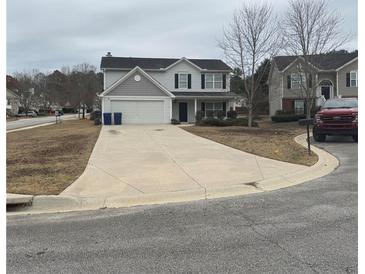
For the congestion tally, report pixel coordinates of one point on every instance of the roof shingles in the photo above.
(330, 61)
(158, 63)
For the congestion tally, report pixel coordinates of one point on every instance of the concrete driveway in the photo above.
(162, 160)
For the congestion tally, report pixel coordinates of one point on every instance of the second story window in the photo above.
(183, 80)
(297, 80)
(353, 78)
(213, 80)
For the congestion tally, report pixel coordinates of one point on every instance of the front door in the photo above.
(183, 112)
(326, 91)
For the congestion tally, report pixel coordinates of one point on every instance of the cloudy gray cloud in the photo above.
(50, 34)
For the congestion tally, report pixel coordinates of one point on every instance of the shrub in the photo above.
(287, 117)
(226, 123)
(175, 122)
(220, 114)
(199, 116)
(285, 112)
(232, 114)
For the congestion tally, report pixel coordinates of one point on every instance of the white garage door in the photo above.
(140, 112)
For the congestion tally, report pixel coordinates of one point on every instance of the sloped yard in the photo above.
(46, 160)
(270, 140)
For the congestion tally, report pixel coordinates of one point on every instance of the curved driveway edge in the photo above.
(262, 174)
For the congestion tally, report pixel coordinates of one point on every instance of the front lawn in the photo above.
(46, 160)
(270, 140)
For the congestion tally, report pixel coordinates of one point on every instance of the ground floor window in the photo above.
(212, 109)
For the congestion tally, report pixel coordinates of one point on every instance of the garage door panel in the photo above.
(140, 112)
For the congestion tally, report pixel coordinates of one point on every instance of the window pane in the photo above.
(209, 106)
(218, 106)
(209, 85)
(218, 77)
(183, 80)
(209, 77)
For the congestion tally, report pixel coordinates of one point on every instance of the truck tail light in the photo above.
(317, 118)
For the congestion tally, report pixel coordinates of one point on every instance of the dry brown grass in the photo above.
(270, 140)
(46, 160)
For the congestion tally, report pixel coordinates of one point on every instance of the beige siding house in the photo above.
(335, 76)
(156, 90)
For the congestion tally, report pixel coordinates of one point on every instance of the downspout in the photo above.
(282, 90)
(337, 87)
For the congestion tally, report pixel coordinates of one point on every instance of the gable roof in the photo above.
(159, 63)
(125, 77)
(331, 61)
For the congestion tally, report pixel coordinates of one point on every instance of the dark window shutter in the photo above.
(288, 81)
(347, 79)
(203, 106)
(203, 81)
(310, 81)
(176, 80)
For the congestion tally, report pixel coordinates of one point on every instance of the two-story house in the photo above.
(335, 74)
(156, 90)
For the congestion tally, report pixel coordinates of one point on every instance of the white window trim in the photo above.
(214, 106)
(356, 79)
(299, 82)
(187, 80)
(296, 103)
(214, 74)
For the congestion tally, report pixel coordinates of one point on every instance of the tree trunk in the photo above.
(308, 108)
(250, 117)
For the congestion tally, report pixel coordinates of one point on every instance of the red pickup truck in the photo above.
(336, 117)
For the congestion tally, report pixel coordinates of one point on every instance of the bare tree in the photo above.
(310, 31)
(250, 38)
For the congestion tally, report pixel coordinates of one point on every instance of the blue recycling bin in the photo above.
(107, 118)
(117, 118)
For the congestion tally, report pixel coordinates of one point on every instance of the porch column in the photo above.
(195, 106)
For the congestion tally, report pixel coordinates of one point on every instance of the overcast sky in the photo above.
(47, 35)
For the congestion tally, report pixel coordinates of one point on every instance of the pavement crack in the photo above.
(111, 175)
(178, 165)
(252, 224)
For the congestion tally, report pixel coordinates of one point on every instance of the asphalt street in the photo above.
(309, 228)
(28, 122)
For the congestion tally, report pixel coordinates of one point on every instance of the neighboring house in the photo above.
(156, 90)
(336, 73)
(12, 102)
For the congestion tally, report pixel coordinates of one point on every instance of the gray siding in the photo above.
(131, 87)
(275, 89)
(343, 90)
(111, 76)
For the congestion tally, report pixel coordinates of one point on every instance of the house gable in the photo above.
(136, 83)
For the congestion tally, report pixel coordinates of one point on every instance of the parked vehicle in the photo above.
(32, 113)
(336, 117)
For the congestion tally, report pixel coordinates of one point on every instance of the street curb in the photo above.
(64, 203)
(41, 125)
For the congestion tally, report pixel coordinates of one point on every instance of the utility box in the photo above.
(107, 118)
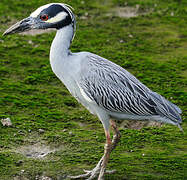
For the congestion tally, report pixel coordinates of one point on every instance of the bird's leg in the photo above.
(116, 136)
(109, 146)
(101, 165)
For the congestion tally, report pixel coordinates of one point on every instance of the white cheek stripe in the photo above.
(38, 11)
(58, 17)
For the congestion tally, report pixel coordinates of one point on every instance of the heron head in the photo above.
(54, 15)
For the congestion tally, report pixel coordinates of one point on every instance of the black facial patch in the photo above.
(52, 11)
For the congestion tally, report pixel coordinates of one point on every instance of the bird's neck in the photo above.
(61, 43)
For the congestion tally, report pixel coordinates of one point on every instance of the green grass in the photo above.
(34, 99)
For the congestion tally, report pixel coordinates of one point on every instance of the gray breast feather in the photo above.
(115, 89)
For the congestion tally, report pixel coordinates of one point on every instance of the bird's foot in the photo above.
(91, 174)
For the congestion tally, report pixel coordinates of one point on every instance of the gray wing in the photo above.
(115, 89)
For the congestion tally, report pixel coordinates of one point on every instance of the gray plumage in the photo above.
(116, 90)
(104, 88)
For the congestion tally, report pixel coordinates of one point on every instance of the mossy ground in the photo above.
(153, 47)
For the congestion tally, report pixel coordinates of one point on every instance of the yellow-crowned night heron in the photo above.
(104, 88)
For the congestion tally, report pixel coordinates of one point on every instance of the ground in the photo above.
(52, 135)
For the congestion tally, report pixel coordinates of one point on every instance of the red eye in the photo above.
(44, 17)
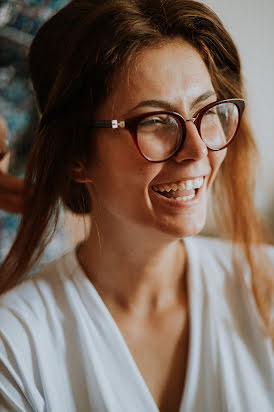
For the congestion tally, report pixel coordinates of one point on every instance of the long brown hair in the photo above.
(73, 61)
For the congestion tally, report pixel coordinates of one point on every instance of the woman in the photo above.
(141, 102)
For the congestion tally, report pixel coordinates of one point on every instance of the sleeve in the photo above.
(19, 389)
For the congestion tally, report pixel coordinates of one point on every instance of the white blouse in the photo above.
(61, 350)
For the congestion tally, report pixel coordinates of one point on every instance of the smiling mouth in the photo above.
(183, 190)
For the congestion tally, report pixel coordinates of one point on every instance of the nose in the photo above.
(193, 147)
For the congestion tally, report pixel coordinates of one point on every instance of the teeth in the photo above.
(186, 197)
(185, 185)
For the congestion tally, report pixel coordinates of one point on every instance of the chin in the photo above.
(183, 227)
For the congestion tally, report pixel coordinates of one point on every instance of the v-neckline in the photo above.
(88, 287)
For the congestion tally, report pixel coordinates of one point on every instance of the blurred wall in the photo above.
(251, 24)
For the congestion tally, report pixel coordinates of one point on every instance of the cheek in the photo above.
(216, 159)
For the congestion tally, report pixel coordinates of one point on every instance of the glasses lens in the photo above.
(159, 136)
(219, 125)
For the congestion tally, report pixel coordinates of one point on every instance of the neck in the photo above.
(139, 273)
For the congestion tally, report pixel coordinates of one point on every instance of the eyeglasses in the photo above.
(160, 135)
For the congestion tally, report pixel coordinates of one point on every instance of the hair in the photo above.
(73, 61)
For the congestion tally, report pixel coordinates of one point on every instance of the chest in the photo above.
(160, 351)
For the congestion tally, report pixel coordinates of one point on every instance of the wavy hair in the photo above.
(73, 61)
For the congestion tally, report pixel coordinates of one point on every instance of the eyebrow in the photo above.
(170, 107)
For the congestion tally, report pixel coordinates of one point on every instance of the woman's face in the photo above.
(175, 77)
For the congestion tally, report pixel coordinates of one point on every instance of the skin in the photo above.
(134, 255)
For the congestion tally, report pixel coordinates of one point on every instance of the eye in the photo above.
(154, 120)
(211, 112)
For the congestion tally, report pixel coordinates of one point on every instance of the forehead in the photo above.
(173, 71)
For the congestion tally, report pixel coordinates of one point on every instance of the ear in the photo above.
(79, 173)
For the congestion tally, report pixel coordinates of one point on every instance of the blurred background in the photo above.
(251, 25)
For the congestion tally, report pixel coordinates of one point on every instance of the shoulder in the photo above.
(220, 272)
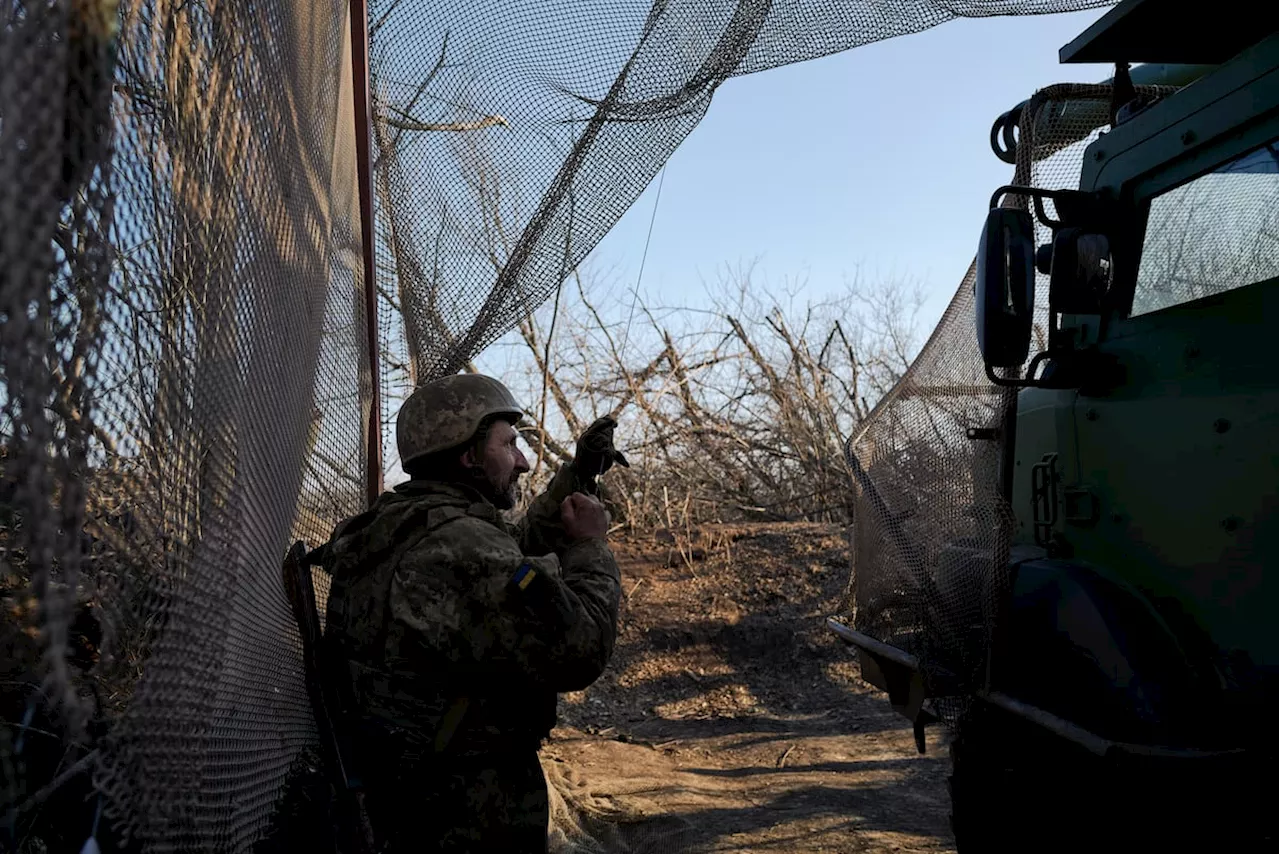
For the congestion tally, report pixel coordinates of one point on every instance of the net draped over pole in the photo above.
(184, 348)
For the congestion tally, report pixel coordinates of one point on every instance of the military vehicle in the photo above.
(1109, 656)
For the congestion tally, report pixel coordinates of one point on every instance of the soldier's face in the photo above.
(503, 462)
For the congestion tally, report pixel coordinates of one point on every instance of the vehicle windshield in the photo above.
(1215, 233)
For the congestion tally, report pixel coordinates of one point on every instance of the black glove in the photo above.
(595, 452)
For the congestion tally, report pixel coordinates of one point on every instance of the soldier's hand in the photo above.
(595, 453)
(584, 517)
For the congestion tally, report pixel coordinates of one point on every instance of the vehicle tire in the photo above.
(1011, 793)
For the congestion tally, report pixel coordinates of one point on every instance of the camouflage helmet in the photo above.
(447, 412)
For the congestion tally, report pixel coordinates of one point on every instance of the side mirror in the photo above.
(1005, 288)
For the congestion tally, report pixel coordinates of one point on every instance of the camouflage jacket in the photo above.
(456, 629)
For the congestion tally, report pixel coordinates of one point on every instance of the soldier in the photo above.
(457, 630)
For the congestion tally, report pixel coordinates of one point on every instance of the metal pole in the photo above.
(364, 133)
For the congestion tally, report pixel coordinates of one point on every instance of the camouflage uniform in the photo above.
(457, 631)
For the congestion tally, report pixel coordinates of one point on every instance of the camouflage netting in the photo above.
(933, 528)
(183, 347)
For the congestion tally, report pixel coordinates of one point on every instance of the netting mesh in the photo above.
(933, 530)
(183, 347)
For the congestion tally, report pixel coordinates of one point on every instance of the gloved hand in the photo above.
(595, 452)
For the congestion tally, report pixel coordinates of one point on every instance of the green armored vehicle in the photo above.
(1068, 544)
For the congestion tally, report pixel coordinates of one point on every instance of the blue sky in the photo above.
(874, 160)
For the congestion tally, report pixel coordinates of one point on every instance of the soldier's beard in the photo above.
(502, 491)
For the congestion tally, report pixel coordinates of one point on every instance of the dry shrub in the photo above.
(735, 411)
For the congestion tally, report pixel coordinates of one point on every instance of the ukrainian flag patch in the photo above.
(524, 576)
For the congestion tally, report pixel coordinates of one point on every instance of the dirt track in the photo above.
(731, 720)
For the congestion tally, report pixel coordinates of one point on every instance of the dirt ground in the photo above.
(732, 720)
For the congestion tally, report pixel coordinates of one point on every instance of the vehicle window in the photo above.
(1215, 233)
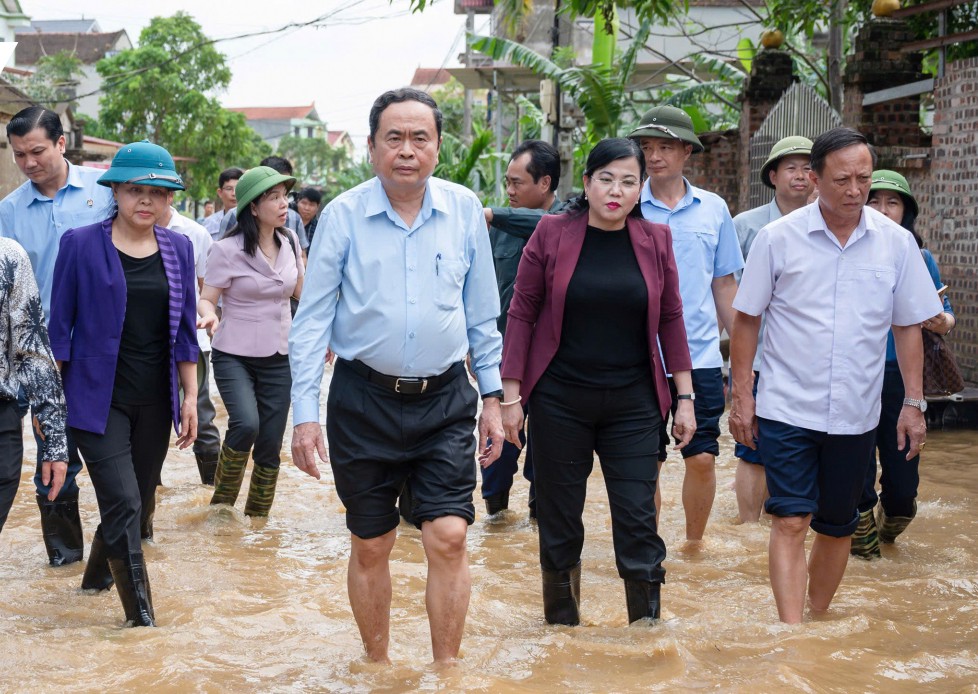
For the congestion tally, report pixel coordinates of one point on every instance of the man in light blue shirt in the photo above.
(56, 197)
(786, 172)
(401, 287)
(707, 254)
(830, 279)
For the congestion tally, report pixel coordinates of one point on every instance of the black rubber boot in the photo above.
(891, 526)
(61, 526)
(146, 519)
(132, 582)
(207, 467)
(642, 599)
(497, 503)
(562, 596)
(97, 576)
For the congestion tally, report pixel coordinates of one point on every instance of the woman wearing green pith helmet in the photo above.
(122, 329)
(256, 268)
(890, 194)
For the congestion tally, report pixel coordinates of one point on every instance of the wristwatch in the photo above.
(919, 404)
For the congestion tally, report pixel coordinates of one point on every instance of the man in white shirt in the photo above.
(830, 280)
(208, 443)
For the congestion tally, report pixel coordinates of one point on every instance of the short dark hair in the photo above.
(311, 194)
(280, 164)
(396, 96)
(544, 160)
(33, 117)
(605, 152)
(832, 141)
(232, 174)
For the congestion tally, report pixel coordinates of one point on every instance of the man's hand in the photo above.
(188, 422)
(307, 440)
(53, 473)
(911, 430)
(742, 421)
(684, 423)
(490, 432)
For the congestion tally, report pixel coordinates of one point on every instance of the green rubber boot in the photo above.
(866, 541)
(230, 473)
(891, 526)
(261, 491)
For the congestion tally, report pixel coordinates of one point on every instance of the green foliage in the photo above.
(313, 158)
(159, 91)
(54, 81)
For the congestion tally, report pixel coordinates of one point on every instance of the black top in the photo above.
(604, 338)
(142, 373)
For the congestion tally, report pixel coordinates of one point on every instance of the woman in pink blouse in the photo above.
(255, 270)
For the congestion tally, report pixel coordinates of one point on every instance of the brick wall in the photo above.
(717, 168)
(950, 219)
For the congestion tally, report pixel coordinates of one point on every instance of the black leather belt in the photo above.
(405, 385)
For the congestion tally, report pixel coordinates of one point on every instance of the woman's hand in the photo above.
(188, 422)
(513, 423)
(684, 423)
(209, 323)
(940, 324)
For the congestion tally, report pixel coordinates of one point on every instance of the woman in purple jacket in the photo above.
(123, 331)
(597, 293)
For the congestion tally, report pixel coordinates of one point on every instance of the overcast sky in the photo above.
(366, 47)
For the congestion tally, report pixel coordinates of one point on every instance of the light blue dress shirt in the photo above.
(828, 309)
(705, 244)
(747, 225)
(405, 300)
(37, 222)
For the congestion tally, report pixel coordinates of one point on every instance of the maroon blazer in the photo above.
(536, 313)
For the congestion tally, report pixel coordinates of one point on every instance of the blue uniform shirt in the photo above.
(705, 244)
(37, 222)
(406, 301)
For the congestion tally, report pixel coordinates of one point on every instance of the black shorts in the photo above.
(708, 406)
(378, 438)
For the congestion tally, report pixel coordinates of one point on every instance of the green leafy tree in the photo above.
(161, 91)
(313, 158)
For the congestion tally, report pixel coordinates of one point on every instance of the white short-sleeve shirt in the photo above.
(828, 309)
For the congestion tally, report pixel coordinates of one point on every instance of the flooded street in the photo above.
(247, 605)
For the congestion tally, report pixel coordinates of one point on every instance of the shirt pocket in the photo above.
(449, 280)
(872, 294)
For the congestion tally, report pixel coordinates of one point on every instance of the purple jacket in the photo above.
(88, 306)
(536, 314)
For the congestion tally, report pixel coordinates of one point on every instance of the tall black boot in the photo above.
(97, 576)
(207, 467)
(132, 582)
(642, 599)
(562, 596)
(146, 519)
(61, 526)
(496, 503)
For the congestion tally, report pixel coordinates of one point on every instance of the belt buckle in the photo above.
(422, 381)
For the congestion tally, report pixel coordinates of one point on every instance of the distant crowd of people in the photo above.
(591, 327)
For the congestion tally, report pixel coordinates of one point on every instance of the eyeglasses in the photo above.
(628, 183)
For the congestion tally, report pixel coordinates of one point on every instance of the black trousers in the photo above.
(11, 456)
(256, 394)
(568, 425)
(124, 464)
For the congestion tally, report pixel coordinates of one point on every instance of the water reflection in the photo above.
(249, 605)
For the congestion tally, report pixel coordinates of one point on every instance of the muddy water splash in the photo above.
(246, 605)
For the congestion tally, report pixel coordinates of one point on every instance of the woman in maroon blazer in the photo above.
(597, 294)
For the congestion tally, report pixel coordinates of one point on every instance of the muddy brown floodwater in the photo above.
(245, 605)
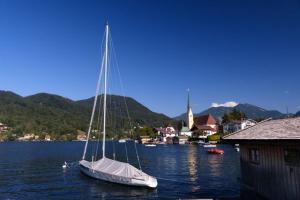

> [Short exercise]
How many lines in the material above contain the string "blurred", with case counting? Reply with only the number.

> [Output of the task]
2